In some unspoken way, people have recognized that the best counterterrorism policy is resilience. Terrorism is unusual in that it is a military tactic defined by the response of the onlooker. If we are not terrorized, then it doesn’t work. And, from New York and London to Mumbai and Jakarta, people are learning this fact through experience and getting on with life even amid the uncertainty. The most likely scenario—a series of backpack or truck bombings in the United States—would be a shock, but in a couple of weeks its effects would fade and the long-term consequences would likely be minimal. In vast, vigorous, and complex societies—the American economy is now $14 trillion—problems in a few places do not easily spill over. Modern civilization may be stronger than we suspect.
The challenges from rogue states are also real, but we should consider them in context. The GDP of Iran is 1/43 that of the United States, its military spending 1/72 that of the Pentagon.* If this is 1938, as many conservatives argue, then Iran is Romania, not Germany. North Korea is even more bankrupt and dysfunctional. Its chief threat—the one that keeps the Chinese government awake at night—is that it will implode, flooding the region with refugees. That’s power? These countries can cause trouble in their neighborhood and must be checked and contained, but we need to keep in mind the larger world of which they are a relatively small part. Look at Latin America. Venezuela is a troublemaker, but what has that meant on the ground? The broad trend in the region—exemplified by the policies of the major countries like Brazil, Mexico, and Chile—has been toward open markets, trade, democratic governance, and an outward orientation. And that trend, not Hugo Chávez’s insane rants, represents the direction of history.

- Entries supplied
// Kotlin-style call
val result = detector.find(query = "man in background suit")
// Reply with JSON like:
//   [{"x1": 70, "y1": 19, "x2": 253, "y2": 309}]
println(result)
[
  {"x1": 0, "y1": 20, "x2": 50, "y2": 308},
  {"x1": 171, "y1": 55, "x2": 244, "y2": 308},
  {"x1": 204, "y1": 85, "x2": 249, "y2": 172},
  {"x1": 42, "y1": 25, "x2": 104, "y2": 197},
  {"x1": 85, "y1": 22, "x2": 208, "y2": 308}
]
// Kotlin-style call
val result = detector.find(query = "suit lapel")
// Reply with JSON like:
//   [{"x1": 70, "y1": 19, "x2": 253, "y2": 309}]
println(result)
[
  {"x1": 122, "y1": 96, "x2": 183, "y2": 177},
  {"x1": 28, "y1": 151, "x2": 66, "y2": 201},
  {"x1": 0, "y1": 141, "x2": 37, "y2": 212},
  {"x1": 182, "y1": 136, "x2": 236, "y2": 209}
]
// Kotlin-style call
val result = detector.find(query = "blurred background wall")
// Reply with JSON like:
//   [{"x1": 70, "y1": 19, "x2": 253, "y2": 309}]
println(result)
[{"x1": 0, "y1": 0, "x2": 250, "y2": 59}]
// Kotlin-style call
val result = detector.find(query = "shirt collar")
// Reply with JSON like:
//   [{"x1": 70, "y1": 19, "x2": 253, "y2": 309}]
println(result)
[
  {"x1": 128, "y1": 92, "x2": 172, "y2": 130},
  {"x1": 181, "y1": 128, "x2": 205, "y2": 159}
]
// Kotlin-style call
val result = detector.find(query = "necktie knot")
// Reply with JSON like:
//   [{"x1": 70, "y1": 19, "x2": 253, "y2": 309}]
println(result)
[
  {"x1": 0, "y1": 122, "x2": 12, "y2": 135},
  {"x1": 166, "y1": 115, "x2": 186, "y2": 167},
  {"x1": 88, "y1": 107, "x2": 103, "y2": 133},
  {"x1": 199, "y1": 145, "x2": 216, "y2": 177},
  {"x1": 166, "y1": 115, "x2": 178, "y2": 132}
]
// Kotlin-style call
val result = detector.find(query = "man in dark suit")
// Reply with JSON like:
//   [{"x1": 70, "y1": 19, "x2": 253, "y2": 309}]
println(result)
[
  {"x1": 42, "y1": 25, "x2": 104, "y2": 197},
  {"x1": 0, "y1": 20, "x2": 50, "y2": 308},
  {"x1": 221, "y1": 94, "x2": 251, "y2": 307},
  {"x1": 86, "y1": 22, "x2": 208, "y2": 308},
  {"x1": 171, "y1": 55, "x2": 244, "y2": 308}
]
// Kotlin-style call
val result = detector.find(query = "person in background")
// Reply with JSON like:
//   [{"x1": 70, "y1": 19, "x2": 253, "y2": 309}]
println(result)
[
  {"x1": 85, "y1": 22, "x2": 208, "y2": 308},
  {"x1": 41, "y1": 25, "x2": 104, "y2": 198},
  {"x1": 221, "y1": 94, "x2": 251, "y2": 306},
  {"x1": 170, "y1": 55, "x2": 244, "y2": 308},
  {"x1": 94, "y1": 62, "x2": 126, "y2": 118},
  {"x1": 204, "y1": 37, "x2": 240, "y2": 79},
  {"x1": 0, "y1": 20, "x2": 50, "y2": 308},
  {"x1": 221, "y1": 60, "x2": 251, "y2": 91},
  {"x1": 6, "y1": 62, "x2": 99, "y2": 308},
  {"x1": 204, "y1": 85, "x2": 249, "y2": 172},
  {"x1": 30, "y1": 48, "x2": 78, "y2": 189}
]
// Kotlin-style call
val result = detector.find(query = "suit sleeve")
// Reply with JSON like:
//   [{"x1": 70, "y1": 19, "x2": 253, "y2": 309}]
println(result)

- What this exercise asks
1. Name the cities that the text on terrorism and rogue states lists as places where people are getting on with life despite uncertainty.
2. Write the next part of the text on terrorism and rogue states, picking up after its final sentence.

- Expected answers
1. New York, London, Mumbai, Jakarta

2.
The Great Expansion
Today’s relative calm has a deep structural basis. Across the world, economics is trumping politics. What Wall Street analysts call “political risk” is almost nonexistent. Wars, coups, and terrorism have lost much of their ability to derail markets more than temporarily. Again, this may not last (it has not historically), but it has been the world we have lived in for at least a decade.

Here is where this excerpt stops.